:: TASKS TO PERFORM ::
(A) Decide whether each of the following statements agrees with the back surgery account, and answer yes or no for each, quoting the words of the account that decide it: (i) The narrator read one of the three books packed for the hospital. (ii) The narrator was scheduled as the first surgery of the day. (iii) The anesthesiologist inserted a cannula on the narrator's left wrist.
(B) Write the next part of the back surgery account, picking up after its final sentence.

:: PAGE TEXT ::
========
At the end of January, I had back surgery to correct two herniated discs. One of them had been pressing on a nerve for more than a year, but it couldn’t be operated on due to an older bone infection in my foot. A month after I finally beat the infection with six weeks of intravenous antibiotics, I was cleared for the back surgery and it was booked. I was ecstatic. When I packed for the hospital, I packed three books, not realizing that I wouldn’t crack a single one. The first 36 hours were a bit of a harrowing experience, but I tried to right-brain my way through it by reminding myself that it would end. I needed no reminder that it was for the best. I’m only about ten days into my recovery now, but I feel like my fortunes are starting to turn for the better.
We got to the private hospital at 6:30 in the morning the day of and I was admitted. I wasn’t allowed any food or water after midnight, and I tried hard not to think about how thirsty I was. As soon as I got to my room we unpacked. Five minutes later, the nurses were already hustling to get me ready. The anesthesiologist came in. The surgeon came in. I was going to be first. I put on my gown, got into bed, signed some forms, and soon I was wheeled down. I glanced back at my husband as I rolled away. My left leg and foot felt numb. This is the last time I will feel this, I thought.
Just like during my foot surgery in December, I don’t remember going to sleep. I went under just outside the operating theatre around 8:00 am, probably in the middle of joking around with the anesthesia team. The anesthesiologist cut off my hospital bracelet so he could insert a cannula on my right wrist, and taped the bracelet to my upper arm. Then – nothing.
========
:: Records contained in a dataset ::
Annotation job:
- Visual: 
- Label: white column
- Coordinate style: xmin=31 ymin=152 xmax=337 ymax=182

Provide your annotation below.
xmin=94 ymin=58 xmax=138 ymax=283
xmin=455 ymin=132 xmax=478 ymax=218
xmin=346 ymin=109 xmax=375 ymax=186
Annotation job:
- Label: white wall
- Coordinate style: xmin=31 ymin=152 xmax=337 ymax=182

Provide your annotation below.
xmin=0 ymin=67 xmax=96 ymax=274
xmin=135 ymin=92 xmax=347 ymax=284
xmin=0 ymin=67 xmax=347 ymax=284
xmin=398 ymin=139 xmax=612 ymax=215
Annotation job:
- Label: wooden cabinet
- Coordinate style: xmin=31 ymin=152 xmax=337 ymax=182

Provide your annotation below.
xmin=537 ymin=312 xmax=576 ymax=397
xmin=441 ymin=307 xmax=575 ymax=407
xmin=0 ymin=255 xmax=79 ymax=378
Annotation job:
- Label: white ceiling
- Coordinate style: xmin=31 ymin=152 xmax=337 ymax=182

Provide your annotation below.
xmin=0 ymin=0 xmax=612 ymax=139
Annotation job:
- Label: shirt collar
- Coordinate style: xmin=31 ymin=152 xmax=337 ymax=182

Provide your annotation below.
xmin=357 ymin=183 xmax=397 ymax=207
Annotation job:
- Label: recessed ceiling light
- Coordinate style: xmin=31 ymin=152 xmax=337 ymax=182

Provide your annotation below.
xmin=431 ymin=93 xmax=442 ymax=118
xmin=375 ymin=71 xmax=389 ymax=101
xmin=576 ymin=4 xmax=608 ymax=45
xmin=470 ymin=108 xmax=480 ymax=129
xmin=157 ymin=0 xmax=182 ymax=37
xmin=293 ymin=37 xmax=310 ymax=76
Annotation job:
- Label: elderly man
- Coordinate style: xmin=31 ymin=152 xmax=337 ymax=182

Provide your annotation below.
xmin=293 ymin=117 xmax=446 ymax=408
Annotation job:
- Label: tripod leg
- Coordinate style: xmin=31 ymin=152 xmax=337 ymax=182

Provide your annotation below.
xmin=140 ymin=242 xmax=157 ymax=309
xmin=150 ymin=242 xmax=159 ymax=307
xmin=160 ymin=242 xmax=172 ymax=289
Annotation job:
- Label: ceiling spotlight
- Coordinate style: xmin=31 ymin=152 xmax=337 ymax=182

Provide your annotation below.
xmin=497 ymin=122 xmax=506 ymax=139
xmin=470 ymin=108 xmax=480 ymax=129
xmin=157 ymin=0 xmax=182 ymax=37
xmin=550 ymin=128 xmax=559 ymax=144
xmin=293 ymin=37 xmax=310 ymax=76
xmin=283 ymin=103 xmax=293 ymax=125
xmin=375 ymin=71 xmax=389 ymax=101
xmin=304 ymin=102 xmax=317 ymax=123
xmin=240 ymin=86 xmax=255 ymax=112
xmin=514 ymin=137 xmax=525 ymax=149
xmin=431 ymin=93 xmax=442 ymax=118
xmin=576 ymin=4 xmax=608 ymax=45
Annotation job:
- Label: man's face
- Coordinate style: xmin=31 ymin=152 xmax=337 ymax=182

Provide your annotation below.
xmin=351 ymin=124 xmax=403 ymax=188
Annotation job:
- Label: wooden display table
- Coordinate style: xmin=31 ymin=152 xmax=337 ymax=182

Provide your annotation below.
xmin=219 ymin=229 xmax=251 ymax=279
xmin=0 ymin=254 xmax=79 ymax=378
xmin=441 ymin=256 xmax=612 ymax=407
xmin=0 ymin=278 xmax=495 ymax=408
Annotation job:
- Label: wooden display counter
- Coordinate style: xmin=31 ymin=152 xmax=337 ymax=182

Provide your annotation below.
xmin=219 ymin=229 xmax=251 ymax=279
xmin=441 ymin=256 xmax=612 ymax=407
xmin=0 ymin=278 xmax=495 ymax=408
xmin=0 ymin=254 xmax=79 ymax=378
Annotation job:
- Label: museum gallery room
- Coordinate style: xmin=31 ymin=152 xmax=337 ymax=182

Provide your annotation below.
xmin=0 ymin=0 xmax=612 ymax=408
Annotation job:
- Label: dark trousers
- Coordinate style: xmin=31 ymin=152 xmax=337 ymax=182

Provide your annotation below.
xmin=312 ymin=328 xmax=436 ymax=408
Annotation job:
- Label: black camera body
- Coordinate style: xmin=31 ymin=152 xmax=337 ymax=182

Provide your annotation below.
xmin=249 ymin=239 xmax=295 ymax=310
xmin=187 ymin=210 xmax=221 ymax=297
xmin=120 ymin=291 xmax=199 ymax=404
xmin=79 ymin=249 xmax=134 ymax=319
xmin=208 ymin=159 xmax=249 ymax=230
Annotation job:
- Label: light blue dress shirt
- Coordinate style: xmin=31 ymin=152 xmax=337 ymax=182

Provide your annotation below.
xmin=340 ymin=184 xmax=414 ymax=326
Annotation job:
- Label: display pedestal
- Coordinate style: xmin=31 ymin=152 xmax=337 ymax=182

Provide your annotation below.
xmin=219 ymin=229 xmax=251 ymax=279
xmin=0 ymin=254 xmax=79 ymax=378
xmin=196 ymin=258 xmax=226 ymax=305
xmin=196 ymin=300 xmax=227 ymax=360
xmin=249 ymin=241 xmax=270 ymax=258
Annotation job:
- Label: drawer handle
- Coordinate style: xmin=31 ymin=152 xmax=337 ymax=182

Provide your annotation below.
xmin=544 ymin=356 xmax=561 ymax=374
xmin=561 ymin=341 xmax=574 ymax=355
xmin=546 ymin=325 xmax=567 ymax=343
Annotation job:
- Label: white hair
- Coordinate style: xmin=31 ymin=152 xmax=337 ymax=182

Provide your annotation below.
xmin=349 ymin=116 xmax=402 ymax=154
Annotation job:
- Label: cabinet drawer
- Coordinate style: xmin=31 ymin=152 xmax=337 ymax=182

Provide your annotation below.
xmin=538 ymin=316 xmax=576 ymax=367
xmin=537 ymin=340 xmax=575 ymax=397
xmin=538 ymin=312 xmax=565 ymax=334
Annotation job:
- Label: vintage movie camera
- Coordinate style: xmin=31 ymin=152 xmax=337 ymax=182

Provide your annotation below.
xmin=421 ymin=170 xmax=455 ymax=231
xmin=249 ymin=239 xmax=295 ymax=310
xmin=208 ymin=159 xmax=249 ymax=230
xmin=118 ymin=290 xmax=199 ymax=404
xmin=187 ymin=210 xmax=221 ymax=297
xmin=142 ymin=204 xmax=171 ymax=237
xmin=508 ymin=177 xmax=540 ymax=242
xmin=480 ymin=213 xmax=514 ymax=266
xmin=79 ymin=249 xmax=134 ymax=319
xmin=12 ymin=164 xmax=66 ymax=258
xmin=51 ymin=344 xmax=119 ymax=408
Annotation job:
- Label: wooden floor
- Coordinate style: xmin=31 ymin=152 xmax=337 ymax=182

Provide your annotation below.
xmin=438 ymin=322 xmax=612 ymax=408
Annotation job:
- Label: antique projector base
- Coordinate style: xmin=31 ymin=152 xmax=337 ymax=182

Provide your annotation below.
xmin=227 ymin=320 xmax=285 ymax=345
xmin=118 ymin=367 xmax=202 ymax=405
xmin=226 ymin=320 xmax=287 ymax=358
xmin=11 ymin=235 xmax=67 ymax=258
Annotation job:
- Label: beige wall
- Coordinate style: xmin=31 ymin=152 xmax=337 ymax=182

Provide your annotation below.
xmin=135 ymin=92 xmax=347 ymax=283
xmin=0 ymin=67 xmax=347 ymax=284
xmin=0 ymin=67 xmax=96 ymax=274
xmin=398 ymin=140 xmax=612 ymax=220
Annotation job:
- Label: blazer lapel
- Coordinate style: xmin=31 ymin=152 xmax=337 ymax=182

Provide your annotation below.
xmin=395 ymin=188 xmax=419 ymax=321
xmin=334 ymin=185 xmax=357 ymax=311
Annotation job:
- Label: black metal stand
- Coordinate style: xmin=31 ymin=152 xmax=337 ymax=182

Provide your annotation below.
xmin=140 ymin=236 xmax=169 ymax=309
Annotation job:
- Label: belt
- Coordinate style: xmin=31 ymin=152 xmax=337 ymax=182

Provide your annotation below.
========
:: RESPONSES ::
(A)
(i) No: "I packed three books, not realizing that I wouldn’t crack a single one."
(ii) Yes: "I was going to be first."
(iii) No: "insert a cannula on my right wrist"

(B)
When I woke up, I was at the far left end of the recovery room. At first, I felt like I was nothing more than a floating awareness. A tiny speck of mind way deep down inside a host that was no longer me. Then I started to come up, to expand into my body, which felt smashed down by a weight I couldn’t see. I rather quickly became aware of a number of things.
I immediately felt a harsh, constricting sensation on both sides of my lower back – the razor sharp pain of the surgical wound mixed with the dull, tight soreness from removed bone and tissue. There were two nurses to my left, between my bed and the wall. One was sitting on a high stool. The overhead lights were irritatingly bright white. The oxygen mask over my nose had that smell, like new plastic and chemicals and sterility. I was hot, so hot, straightjacketed under a blanket. Ten blankets?
I felt waves of vertigo and pain. I couldn’t shift my weight but could turn my head. In dismay, I remembered waking up from my foot surgery and feeling sleepy and comfy. Nothing like this. I wanted desperately to get cold, to roll onto my side, to stop the spinning. The nurses were talking to each other and laughing. My throat ached from the intubation. The whole room was somehow so loud, every conversation and beep and shoe squeaking across the floor oddly magnified.
I looked over towards the two nurses as my vision faded in and out in a nauseating wash. I could not believe how uncomfortable I was. Calmly, start with one problem at a time and make this livable, my right brain flickered.
“Excuse me, I’m too hot,” I said, finding my voice. “Too hot. I’m thirsty. I’m dizzy.” One of the nurses pulled the blanket down, but the heat and desperate feeling like I was suffocating kept rising in me.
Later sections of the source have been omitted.